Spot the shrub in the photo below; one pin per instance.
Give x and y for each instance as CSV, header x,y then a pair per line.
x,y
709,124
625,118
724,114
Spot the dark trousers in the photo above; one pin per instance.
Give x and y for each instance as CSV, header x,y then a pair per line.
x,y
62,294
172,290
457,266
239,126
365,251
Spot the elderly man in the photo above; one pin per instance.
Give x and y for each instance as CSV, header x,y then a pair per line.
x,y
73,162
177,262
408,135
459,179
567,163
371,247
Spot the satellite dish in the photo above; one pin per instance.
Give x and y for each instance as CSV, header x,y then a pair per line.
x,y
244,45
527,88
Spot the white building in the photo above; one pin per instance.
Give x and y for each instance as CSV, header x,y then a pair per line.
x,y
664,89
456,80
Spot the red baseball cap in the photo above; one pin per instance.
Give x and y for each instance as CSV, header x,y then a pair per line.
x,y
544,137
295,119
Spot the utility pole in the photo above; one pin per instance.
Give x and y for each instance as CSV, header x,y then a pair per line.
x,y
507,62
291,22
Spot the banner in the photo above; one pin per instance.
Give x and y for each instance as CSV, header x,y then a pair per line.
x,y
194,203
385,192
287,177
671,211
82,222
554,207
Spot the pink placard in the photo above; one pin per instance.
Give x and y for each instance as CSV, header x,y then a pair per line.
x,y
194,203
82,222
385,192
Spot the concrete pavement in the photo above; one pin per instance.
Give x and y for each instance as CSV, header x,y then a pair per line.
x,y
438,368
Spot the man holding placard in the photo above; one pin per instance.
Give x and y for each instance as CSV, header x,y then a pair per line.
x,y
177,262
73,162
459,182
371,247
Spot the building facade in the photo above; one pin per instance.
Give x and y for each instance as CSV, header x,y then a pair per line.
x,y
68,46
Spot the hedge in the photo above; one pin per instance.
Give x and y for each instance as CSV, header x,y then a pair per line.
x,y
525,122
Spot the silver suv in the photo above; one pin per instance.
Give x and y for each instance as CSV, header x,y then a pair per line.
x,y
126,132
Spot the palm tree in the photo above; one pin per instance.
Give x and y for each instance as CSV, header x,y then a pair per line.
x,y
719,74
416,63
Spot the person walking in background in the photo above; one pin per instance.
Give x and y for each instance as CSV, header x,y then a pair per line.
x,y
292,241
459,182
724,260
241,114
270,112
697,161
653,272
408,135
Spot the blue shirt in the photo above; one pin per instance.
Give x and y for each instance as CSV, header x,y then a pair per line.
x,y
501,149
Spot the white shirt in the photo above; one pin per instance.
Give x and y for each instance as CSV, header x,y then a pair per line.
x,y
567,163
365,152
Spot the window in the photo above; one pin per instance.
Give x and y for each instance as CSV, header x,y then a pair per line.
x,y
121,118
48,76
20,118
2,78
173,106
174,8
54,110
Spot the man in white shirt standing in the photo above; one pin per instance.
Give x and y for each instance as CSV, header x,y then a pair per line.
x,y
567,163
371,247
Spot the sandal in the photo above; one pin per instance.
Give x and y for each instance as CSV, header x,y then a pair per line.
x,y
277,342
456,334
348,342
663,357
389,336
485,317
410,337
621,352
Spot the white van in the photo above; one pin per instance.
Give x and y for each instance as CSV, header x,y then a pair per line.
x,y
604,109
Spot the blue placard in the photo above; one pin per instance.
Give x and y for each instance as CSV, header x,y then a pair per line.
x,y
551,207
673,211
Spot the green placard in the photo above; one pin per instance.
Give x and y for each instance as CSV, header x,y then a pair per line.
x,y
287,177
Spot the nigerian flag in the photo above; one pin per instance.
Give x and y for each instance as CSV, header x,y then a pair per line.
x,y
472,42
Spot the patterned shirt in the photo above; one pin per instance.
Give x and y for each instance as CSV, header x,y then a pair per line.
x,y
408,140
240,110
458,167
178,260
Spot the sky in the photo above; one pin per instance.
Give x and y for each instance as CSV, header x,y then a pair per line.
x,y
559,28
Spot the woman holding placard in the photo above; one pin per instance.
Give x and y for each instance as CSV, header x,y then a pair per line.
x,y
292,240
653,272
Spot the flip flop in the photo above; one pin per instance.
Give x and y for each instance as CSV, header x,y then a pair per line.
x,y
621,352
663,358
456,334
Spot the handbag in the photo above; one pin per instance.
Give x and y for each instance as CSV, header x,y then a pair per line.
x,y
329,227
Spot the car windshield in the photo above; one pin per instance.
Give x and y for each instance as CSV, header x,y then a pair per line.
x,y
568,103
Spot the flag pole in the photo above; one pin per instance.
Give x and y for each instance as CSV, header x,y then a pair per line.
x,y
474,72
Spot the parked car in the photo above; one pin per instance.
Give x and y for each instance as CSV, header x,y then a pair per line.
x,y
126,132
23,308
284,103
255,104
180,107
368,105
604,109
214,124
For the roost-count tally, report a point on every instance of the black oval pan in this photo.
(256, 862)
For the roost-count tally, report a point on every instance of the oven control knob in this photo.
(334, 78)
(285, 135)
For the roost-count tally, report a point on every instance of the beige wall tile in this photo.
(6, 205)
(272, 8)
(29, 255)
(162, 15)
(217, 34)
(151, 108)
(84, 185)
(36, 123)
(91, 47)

## Exercise prompt
Show all lines in the entries above where the string "placard" appears.

## Completed task
Spot the pink placard in the photo above; one pin per instance.
Spot the man holding placard in the photo above; one pin per instance.
Spot the blue placard in the photo above; one pin per instance.
Spot the green placard in the photo above; one pin per instance.
Spot the woman holding placard in the photo above; one pin per instance.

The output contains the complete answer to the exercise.